### Entries shown:
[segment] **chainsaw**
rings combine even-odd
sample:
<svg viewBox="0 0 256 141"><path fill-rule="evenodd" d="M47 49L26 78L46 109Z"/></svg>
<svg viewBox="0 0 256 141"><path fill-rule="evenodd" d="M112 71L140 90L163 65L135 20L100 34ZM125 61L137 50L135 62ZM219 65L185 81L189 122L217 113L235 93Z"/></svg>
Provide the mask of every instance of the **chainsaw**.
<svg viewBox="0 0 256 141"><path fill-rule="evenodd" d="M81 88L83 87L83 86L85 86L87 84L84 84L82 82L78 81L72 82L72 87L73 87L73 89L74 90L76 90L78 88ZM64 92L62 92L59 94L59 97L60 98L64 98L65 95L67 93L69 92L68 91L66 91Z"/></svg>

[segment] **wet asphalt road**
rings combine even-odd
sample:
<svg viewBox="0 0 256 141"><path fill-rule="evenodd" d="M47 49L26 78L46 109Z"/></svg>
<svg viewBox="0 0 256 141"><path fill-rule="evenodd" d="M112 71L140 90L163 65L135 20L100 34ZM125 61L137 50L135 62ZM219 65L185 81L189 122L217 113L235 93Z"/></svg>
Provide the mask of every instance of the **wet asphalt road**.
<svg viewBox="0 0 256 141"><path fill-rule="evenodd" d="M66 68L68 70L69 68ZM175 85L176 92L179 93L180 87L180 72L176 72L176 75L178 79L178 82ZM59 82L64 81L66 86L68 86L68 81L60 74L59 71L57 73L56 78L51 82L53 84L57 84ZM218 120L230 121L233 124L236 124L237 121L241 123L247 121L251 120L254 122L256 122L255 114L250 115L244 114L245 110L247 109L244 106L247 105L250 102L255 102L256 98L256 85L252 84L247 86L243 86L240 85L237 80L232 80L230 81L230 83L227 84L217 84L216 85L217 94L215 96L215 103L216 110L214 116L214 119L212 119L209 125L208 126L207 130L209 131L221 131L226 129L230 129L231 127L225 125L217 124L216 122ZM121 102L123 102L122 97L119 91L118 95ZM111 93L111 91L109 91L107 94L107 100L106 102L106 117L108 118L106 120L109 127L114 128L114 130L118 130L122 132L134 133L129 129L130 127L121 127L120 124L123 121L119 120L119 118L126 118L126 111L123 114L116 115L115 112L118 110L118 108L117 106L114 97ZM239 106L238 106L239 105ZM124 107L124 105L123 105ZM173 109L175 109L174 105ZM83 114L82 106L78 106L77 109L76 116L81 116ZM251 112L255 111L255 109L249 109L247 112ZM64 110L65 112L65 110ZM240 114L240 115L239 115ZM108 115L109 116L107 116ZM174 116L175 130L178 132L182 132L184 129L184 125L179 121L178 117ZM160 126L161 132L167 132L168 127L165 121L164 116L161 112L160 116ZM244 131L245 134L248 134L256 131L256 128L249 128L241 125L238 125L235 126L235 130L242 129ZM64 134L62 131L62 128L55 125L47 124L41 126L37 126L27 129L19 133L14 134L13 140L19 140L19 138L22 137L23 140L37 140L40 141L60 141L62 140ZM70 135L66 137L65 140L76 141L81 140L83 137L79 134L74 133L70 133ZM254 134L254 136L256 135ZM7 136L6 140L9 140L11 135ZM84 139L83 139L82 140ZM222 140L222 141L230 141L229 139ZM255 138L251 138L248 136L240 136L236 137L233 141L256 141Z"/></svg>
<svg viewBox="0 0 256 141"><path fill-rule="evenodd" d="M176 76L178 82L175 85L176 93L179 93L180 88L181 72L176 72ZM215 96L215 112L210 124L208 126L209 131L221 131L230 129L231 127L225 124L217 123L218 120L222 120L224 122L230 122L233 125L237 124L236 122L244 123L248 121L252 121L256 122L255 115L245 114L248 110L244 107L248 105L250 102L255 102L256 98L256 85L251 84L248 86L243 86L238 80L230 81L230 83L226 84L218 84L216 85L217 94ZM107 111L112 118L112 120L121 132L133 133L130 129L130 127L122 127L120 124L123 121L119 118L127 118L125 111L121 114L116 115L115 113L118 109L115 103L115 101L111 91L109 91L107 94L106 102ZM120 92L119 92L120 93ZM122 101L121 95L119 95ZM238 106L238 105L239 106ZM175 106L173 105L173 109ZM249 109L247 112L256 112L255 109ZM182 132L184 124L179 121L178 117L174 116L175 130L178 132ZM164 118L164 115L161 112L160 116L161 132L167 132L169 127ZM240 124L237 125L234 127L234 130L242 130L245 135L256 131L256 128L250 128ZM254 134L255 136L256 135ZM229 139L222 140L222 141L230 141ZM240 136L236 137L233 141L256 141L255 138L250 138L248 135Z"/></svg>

### Given exercise:
Render the lines above as a Markdown table with a Row column for the row number and a Text column for the line itself. Leave out the blank lines.

### Written solution:
| Row | Text |
|---|---|
| 1 | [segment] **chainsaw** |
| 2 | rings combine even-odd |
| 3 | sample: |
| 4 | <svg viewBox="0 0 256 141"><path fill-rule="evenodd" d="M47 49L26 78L46 109Z"/></svg> |
| 5 | <svg viewBox="0 0 256 141"><path fill-rule="evenodd" d="M112 71L140 90L163 65L135 20L100 34ZM125 61L137 50L135 62ZM219 65L185 81L189 122L217 113L235 93Z"/></svg> |
| 6 | Provide the mask of every instance of the **chainsaw**. |
| 7 | <svg viewBox="0 0 256 141"><path fill-rule="evenodd" d="M81 88L83 87L83 86L85 86L87 84L84 84L82 82L78 81L72 82L72 87L73 87L73 89L74 90L76 90L78 88ZM64 92L62 92L59 94L59 97L60 98L64 98L65 95L67 93L69 92L68 91L66 91Z"/></svg> |
| 8 | [segment] **wet asphalt road** |
| 9 | rings combine even-odd |
| 10 | sample: |
| 11 | <svg viewBox="0 0 256 141"><path fill-rule="evenodd" d="M47 49L26 78L46 109Z"/></svg> |
| 12 | <svg viewBox="0 0 256 141"><path fill-rule="evenodd" d="M112 71L140 90L163 65L135 20L100 34ZM125 61L137 50L135 62ZM219 65L185 81L189 122L217 113L235 93Z"/></svg> |
| 13 | Provide the mask of every instance of the **wet asphalt road**. |
| 14 | <svg viewBox="0 0 256 141"><path fill-rule="evenodd" d="M66 68L68 70L69 68ZM175 85L176 92L179 93L180 87L180 72L176 72L176 75L178 79L178 82ZM59 82L64 81L66 86L68 86L68 81L60 74L59 71L57 73L56 78L51 82L53 84L57 84ZM218 120L230 121L233 124L236 124L237 121L241 123L247 121L251 120L254 122L256 122L255 114L250 115L244 114L245 110L247 109L244 106L247 105L250 102L255 102L256 98L256 85L252 84L247 86L243 86L240 85L237 80L232 80L230 81L230 83L227 84L217 84L216 85L217 94L215 96L215 103L216 110L214 116L214 119L212 119L209 125L208 126L207 130L209 131L221 131L226 129L230 129L231 127L225 125L217 124L216 122ZM121 102L123 102L122 97L119 91L118 95ZM111 93L111 91L109 91L107 94L107 100L106 102L106 117L108 118L106 120L109 127L114 128L114 130L118 130L122 132L134 133L129 129L130 127L121 127L120 124L123 121L119 120L119 118L126 118L126 111L123 114L116 115L115 112L118 110L118 108L117 106L114 97ZM239 106L238 106L239 105ZM124 107L124 105L123 105ZM173 109L175 109L174 105ZM83 114L82 106L78 106L77 109L76 116L81 116ZM251 112L255 111L255 109L249 109L247 112ZM64 110L65 112L65 110ZM240 114L240 115L239 115ZM108 115L109 116L107 116ZM174 116L175 130L178 132L182 132L184 129L184 125L179 121L178 117ZM160 126L161 132L167 132L168 127L165 121L164 116L161 112L160 116ZM244 131L245 134L248 134L256 131L256 128L249 128L241 125L238 125L235 126L235 130L242 129ZM64 134L62 131L62 128L55 125L47 124L41 126L37 126L27 129L19 133L14 134L13 140L19 140L19 138L22 137L23 140L37 140L40 141L60 141L62 140ZM70 135L66 137L65 140L76 141L81 140L83 137L79 134L74 133L70 133ZM254 134L254 136L256 135ZM7 136L6 140L9 140L11 135ZM84 139L83 139L82 140ZM222 140L222 141L230 141L229 139ZM255 138L251 138L248 136L240 136L236 137L233 141L256 141Z"/></svg> |
| 15 | <svg viewBox="0 0 256 141"><path fill-rule="evenodd" d="M176 76L178 82L175 85L176 93L179 93L180 88L181 72L176 72ZM215 96L215 112L210 124L208 126L209 131L221 131L230 129L231 127L225 124L217 123L218 120L222 120L224 122L230 122L233 125L237 124L236 122L244 123L248 121L252 121L256 122L255 115L245 114L248 110L244 107L248 105L250 102L255 102L256 98L256 85L251 84L248 86L243 86L238 80L230 81L230 83L226 84L218 84L216 85L217 94ZM107 111L112 118L112 120L121 132L133 133L130 129L130 127L122 127L120 124L123 121L119 118L127 118L125 111L121 114L116 115L115 113L118 109L115 103L115 101L111 91L109 91L107 94L106 102ZM120 92L119 92L120 93ZM122 101L121 95L119 95ZM238 106L238 105L239 106ZM175 106L173 105L173 109ZM249 109L247 112L256 112L255 109ZM182 132L184 124L179 121L178 117L174 116L175 130L178 132ZM164 118L164 115L161 112L160 116L161 132L167 132L169 127ZM240 124L237 125L234 127L234 130L242 130L245 135L256 131L256 128L250 128ZM254 134L255 136L256 135ZM229 139L222 140L222 141L230 141ZM240 136L236 137L233 141L256 141L255 138L250 138L248 135Z"/></svg> |